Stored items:
%%
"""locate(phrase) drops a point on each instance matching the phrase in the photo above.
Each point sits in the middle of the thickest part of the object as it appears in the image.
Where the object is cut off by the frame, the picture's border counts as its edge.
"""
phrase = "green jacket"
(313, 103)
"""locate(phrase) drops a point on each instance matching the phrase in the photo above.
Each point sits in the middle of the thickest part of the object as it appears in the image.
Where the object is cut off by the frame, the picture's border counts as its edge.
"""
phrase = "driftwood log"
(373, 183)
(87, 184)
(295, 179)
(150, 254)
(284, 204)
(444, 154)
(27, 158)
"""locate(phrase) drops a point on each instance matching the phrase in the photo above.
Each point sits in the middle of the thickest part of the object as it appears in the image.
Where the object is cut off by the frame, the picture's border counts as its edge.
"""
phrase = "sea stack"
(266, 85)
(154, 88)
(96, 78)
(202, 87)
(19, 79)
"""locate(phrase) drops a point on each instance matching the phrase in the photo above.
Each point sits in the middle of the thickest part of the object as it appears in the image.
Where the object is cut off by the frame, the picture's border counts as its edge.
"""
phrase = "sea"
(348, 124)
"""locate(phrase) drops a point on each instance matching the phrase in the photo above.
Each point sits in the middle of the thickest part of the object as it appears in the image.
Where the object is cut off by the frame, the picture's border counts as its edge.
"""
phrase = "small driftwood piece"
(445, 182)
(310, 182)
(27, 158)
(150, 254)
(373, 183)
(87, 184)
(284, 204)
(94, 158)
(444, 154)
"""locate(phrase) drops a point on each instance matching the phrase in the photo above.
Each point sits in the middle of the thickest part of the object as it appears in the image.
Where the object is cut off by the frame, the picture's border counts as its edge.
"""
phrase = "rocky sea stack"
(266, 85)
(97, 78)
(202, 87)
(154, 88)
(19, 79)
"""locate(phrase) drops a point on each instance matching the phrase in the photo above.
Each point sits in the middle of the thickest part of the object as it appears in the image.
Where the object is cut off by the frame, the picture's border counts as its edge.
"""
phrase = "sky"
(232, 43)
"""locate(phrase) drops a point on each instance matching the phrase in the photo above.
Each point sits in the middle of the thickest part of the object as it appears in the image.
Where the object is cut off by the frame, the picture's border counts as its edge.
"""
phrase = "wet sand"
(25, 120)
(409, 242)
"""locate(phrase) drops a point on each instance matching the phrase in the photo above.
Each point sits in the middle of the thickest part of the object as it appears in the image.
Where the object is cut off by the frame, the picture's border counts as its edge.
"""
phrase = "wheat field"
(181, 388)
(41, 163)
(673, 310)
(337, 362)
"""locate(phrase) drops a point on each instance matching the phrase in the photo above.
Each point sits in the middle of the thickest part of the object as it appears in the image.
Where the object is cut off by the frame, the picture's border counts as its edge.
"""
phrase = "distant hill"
%%
Restate the data above in full, keeping every word as it is.

Written reply:
"""locate(phrase) drops a point on each instance matching the phrase in the photo above.
Each point sits in the middle of the thickest part of the object as it appears in the image.
Where the object is cut off by the frame, the picture's border counts as its edge.
"""
phrase = "green jacket"
(313, 103)
"""locate(phrase) drops a point on each instance matching the phrase in the photo above.
Each point sits in the middle of the thickest part of the object as it appears in the image.
Where the object is cut off by the frame, the picture's border counts as its edge.
"""
phrase = "driftwood log"
(373, 183)
(87, 184)
(295, 179)
(150, 254)
(284, 204)
(444, 154)
(27, 158)
"""locate(phrase) drops a point on each instance matching the phrase in the photo above.
Each point sits in the middle of the thickest part of the object as it appears in the image.
Where the object is cut off by the frame, the picture's border counts as its edge.
"""
phrase = "sea stack"
(266, 85)
(154, 88)
(96, 78)
(202, 87)
(19, 79)
"""locate(phrase) drops a point on each instance matching the phrase in the photo above.
Each point sits in the middle of the thickest part of the object as it appears in the image.
Where the object is cut off by the frame, the picture's border counts as its edge.
"""
phrase = "sea"
(348, 124)
"""locate(phrase) drops a point on each instance matching the phrase in the photo above.
Each point sits in the middle of the thickest part of the object as it appears in the image.
Where the object is cut off by the frame, the picture's border counts as its edge.
"""
phrase = "small driftwood piece"
(445, 182)
(310, 182)
(27, 158)
(150, 254)
(373, 183)
(87, 184)
(284, 204)
(94, 158)
(444, 154)
"""locate(phrase) drops a point on each instance matching the phrase in the photo above.
Each point sits in the middle of the thickest part of the object as it appears in the image.
Where the object is cut off by the frame, the picture's border counts as its edge.
"""
phrase = "rocky sea stack"
(266, 85)
(97, 78)
(202, 87)
(154, 88)
(19, 79)
"""locate(phrase) drops a point on each instance matching the phrase in the photo above.
Each point sits in the middle of the thickest part of the object as it appears in the image.
Where the object is cut off by the frame, the picture's border counts as its edge.
"""
phrase = "sky"
(232, 43)
"""locate(phrase) drops a point on each instance matching the phrase in the photo above.
Each point sits in the middle of the thickest part of the object as it appears in the image.
Where the object is cut off by the frame, the picture's border counts as its edge.
"""
phrase = "wet sand"
(25, 120)
(409, 242)
"""locate(phrase) drops a point on each instance matching the phrase in the photo above.
Each point sits in the middle of the thickest part of the object as it appears in the image.
Where the object is cut off by the frame, the picture's border counts as its edge.
"""
phrase = "wheat field"
(181, 388)
(41, 163)
(673, 310)
(337, 362)
"""locate(phrase) drops a point on each instance matching the phrase in the photo above.
Each point sits in the middle of the thickest part of the object as it appears in the image.
Where the object is cut off by the frame, the picture's border counts as its edge.
"""
phrase = "distant hill"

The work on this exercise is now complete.